§ **Document passage**
►
Last Updated 04 May 2018, 07:41 IST

Former President Bill Clinton rallied to the defense of an one-time adversary on Wednesday, arguing that U.S. President Barack Obama cannot be blamed for a bad economy he inherited and must be re-elected to restore strong growth and create jobs.

The Democrats' most popular elder statesman, Clinton caps the second night of the Democratic National Convention with a speech designed to remind voters of the budget surpluses and job growth he led in the 1990s during his two terms in the White House.

He will appeal for more time for Obama to fix the economy and reduce the jobless rate of 8.3 percent, according to excerpts of a speech to be delivered later. Just as Obama has done repeatedly, Clinton blamed Republican President George W. Bush, without naming him, for leaving Obama with a broken economy.

"He inherited a deeply damaged economy, put a floor under the crash, began the long hard road to recovery, and laid the foundation for a more modern, more well-balanced economy that will produce millions of good new jobs, vibrant new businesses, and lots of new wealth for the innovators," Clinton will say.

His appearance followed a sometimes chaotic day at the convention in Charlotte, where Obama had to personally intervene to force back into the party platform language declaring Jerusalem to be the capital of Israel.

And Democrats scrambled to move Obama's Thursday night speech indoors. He had wanted to accept the Democratic nomination in an open-air stadium jammed with tens of thousands of supporters to portray an image of strength as he faces a tough fight with Republican Mitt Romney at the November 6. election.

But the threat of thunderstorms from remnants of Hurricane Isaac forced convention organizers to switch the speech to a much smaller location, the Time Warner Cable Arena.

That disappointed many thousands of Obama's supporters with tickets for the stadium who will now be left out. There will be no colorful balloon drop from the ceiling, a familiar scene at U.S. political conventions.

Clinton was the main follow-up act to first lady Michelle Obama, who electrified the crowd with a powerful testimonial to her husband on Tuesday night.

In social media, reaction to her speech was off the charts.

She racked up 28,000 tweets per minute at the conclusion of her speech, according to Twitter. That was double the 14,000 that Romney saw in his convention speech last week. His wife Ann Romney's tweets per minute tally was just over 6,000.

'CANDID' RELATIONSHIP

Clinton and Obama have had strained ties at times, going back to the bitter 2008 Democratic presidential primary battle when the former Illinois state senator defeated Clinton's wife, Hillary.
◄
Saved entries
►
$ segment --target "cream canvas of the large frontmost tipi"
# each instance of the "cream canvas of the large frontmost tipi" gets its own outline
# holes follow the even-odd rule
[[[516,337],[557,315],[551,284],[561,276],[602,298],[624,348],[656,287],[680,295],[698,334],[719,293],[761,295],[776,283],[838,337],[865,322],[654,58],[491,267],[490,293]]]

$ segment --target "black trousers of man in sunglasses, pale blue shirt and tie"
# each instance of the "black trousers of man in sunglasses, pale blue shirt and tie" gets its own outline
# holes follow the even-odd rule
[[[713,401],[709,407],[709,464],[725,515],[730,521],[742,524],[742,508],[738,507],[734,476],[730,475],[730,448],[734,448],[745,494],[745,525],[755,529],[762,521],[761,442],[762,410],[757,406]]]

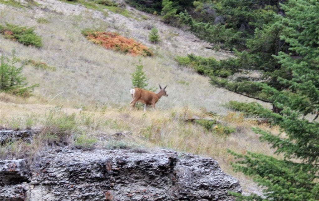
◄
§ **Task description**
Transcribe the passage of the report on Clinton's convention speech between "That disappointed many" and "off the charts.", inclusive. Rely solely on the text when completing what is asked.

§ **Response to the task**
That disappointed many thousands of Obama's supporters with tickets for the stadium who will now be left out. There will be no colorful balloon drop from the ceiling, a familiar scene at U.S. political conventions.

Clinton was the main follow-up act to first lady Michelle Obama, who electrified the crowd with a powerful testimonial to her husband on Tuesday night.

In social media, reaction to her speech was off the charts.